#### Exercise objective:
Restate the records that follow word for word; no pictures should appear.

┌─ Working data

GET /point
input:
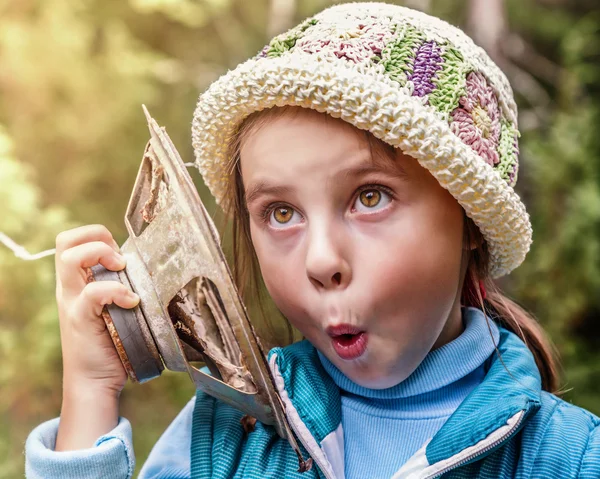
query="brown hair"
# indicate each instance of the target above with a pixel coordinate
(500, 308)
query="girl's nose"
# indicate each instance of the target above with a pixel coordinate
(326, 266)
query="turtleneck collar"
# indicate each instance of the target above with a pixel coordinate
(442, 367)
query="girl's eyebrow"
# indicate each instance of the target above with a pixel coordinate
(265, 188)
(394, 170)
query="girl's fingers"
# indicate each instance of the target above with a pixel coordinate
(71, 264)
(84, 234)
(96, 295)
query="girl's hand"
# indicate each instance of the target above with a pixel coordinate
(93, 375)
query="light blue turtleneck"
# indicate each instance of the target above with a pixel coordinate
(383, 428)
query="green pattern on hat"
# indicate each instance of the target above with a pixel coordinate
(398, 56)
(413, 81)
(450, 82)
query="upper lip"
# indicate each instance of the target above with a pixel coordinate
(343, 328)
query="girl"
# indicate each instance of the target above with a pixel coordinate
(367, 158)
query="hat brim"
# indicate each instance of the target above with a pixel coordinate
(370, 102)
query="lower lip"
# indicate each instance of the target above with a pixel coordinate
(350, 346)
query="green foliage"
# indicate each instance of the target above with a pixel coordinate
(73, 76)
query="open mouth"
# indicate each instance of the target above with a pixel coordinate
(348, 341)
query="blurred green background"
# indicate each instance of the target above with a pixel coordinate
(73, 76)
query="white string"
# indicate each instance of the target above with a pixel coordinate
(21, 252)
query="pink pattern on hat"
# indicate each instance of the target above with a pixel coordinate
(357, 44)
(477, 120)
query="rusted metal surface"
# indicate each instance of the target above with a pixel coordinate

└─

#### Response to this task:
GET /point
input:
query="brown hair"
# indicate each instance of the target above with a pixel coordinate
(500, 308)
query="girl's nose"
# indicate each instance of the target above with a pixel coordinate
(326, 266)
query="turtleneck collar"
# indicate each instance of the target above with a pixel coordinate
(442, 367)
query="girl's eyebrow"
# indicate each instance of the target above with a pixel coordinate
(265, 188)
(394, 170)
query="girl's fingers"
# indicate each instance of the target above with a pixel coordinate
(71, 264)
(84, 234)
(96, 295)
query="girl's hand"
# indicate each instance of the target above with a pixel coordinate
(93, 375)
query="light blue turtleneck"
# indicate each instance of the target above with a pixel coordinate
(383, 428)
query="green pattern on hat"
# indicate each instance of the target above with a pixel coordinate
(398, 56)
(413, 81)
(450, 82)
query="upper lip"
# indicate each instance of the target above with a pixel coordinate
(343, 328)
query="girl"
# indicate each instance of the target above with a pixel coordinate
(367, 158)
query="hat brim"
# indicate each instance of the target above with a pixel coordinate
(370, 102)
query="lower lip"
# indicate each instance of the target above with a pixel coordinate
(350, 346)
query="green foliage"
# indicate each instance of the target above with a pixel coordinate
(73, 76)
query="open mouth"
# indicate each instance of the target above with a pixel coordinate
(348, 341)
query="blurred green background"
# indicate each instance of the target above with a pixel coordinate
(73, 76)
query="white string"
# indicate each instance of the target above with a pixel coordinate
(21, 252)
query="pink pattern on hat"
# indicate each instance of the target above with a pixel coordinate
(357, 44)
(477, 120)
query="rusted metal surface"
# indicate each instance of the target above with a pixel coordinate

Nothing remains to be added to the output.